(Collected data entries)
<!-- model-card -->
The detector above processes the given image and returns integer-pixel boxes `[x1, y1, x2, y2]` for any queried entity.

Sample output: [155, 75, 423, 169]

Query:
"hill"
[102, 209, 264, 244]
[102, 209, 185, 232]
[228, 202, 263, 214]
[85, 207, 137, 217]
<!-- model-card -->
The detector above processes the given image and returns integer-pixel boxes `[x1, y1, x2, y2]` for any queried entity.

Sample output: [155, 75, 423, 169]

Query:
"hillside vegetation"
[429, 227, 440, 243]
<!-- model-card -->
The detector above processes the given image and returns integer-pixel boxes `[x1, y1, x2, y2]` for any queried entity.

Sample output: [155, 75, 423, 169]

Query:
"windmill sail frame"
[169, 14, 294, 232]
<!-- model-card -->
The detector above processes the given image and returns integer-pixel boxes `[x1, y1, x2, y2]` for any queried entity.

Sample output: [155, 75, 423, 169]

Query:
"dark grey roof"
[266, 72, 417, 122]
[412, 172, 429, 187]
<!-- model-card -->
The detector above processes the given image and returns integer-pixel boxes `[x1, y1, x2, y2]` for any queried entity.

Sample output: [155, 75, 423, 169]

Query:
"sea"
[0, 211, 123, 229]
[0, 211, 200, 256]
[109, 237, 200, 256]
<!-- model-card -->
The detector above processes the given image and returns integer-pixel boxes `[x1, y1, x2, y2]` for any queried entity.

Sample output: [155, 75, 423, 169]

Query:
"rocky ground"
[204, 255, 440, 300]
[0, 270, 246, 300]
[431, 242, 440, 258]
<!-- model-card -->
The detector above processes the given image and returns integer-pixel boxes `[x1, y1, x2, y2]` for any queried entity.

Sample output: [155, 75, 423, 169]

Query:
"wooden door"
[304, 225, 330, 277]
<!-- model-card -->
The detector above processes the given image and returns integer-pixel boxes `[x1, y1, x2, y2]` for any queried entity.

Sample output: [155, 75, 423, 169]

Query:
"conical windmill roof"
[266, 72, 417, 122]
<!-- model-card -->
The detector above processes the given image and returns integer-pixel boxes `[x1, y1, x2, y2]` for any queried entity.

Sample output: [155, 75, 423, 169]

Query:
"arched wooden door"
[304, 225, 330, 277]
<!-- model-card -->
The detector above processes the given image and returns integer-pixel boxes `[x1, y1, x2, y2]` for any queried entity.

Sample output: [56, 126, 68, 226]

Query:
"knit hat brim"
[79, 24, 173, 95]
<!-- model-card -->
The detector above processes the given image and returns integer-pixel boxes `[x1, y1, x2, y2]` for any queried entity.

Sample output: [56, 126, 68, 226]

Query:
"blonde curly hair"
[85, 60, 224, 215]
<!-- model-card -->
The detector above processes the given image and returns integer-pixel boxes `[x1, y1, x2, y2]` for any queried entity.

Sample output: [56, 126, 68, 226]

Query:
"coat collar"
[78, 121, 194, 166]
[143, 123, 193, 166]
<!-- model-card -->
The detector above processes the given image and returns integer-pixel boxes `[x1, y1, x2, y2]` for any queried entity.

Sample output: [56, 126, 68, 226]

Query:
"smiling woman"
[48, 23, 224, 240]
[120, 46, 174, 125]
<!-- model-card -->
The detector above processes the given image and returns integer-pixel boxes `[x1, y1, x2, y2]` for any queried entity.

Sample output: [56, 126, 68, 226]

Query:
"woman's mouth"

**Work instructions**. Write the data out again in full. Match it word for word.

**Result**.
<!-- model-card -->
The detector above processes the given image and returns integer-pixel boxes `[x1, y1, x2, y2]` for any queried entity.

Sample output: [155, 75, 423, 169]

Query:
"hill"
[102, 209, 264, 244]
[102, 209, 185, 232]
[228, 202, 263, 214]
[85, 207, 137, 217]
<!-- model-card -->
The detector above processes the given image and returns integer-pixel boxes `[x1, y1, x2, y2]` for any queried entity.

Sample output: [155, 75, 423, 169]

Query:
"hillside vegetation"
[429, 227, 440, 243]
<!-- model-card -->
The detector above processes the given image and returns integer-pixel boxes `[x1, y1, x2, y2]` for any queried entity.

Sample output: [155, 75, 423, 169]

Query:
"windmill sail frame"
[169, 14, 294, 232]
<!-- model-card -->
The detector above processes the given image and returns integer-pixel boxes `[x1, y1, x2, y2]` for any queried entity.

Sample output: [155, 75, 423, 169]

Query:
"dark grey roof"
[266, 72, 417, 122]
[412, 172, 429, 187]
<!-- model-card -->
The detector above processes the given image and returns integer-pixel boxes `[x1, y1, x2, y2]` for any queried entity.

Sample output: [155, 75, 423, 169]

Query:
"sea"
[0, 211, 123, 229]
[0, 211, 200, 256]
[109, 237, 200, 256]
<!-- model-card -->
The detector above processes the given image and returns integer-pixel boxes `[x1, y1, x2, y2]` for any queried entity.

Sample output: [155, 75, 423, 169]

Query:
"rocky ground"
[204, 255, 440, 300]
[0, 270, 246, 300]
[431, 242, 440, 258]
<!-- model-card -->
The detector above processes the given image and returns integer-pixel boxes `[x1, y1, x2, y2]` for any queried entity.

Sample output: [155, 75, 423, 169]

Query:
"wooden door"
[304, 225, 330, 277]
<!-- model-card -->
The detector above processes the given image and returns integer-pixel boxes `[x1, y1, x2, y2]` for any queried entity.

Sample output: [155, 75, 423, 169]

Query:
"conical windmill roof"
[266, 72, 417, 122]
<!-- model-card -->
The detector above processes the given image and returns integer-pixel boxes `[x1, y1, x2, y2]` for any queried entity.

Sample output: [155, 75, 423, 169]

Query:
"arched wooden door"
[304, 225, 330, 277]
<!-- model-card -->
The detector above processes the given image and returns integer-pixel boxes `[x1, y1, x2, y2]` for any queried entity.

Sample output: [56, 126, 68, 226]

Query:
"knit hat brim"
[79, 24, 173, 95]
<!-- model-card -->
The detector above processes the given image and returns integer-pixel boxes `[x1, y1, x2, y2]` for any queried entity.

Sample output: [56, 126, 68, 226]

Query:
"blonde curly hair"
[85, 60, 224, 215]
<!-- model-card -->
The detector above processes the given image and returns integer-pixel boxes `[x1, y1, x2, y2]` for any queried entity.

Sample output: [56, 126, 68, 226]

Query:
"coat collar"
[78, 121, 194, 166]
[143, 123, 193, 166]
<!-- model-card -->
The detector above processes the given image and returns integer-pixel boxes `[x1, y1, x2, y2]` for any queried entity.

Sample output: [56, 126, 68, 226]

Query:
"smiling woman"
[48, 23, 224, 240]
[120, 46, 174, 125]
<!-- model-card -->
The detector above processes the given image and returns integer-pixel boxes `[x1, y1, x2, y2]` for any queried entity.

Sample output: [56, 126, 68, 226]

Query:
"woman's mouth"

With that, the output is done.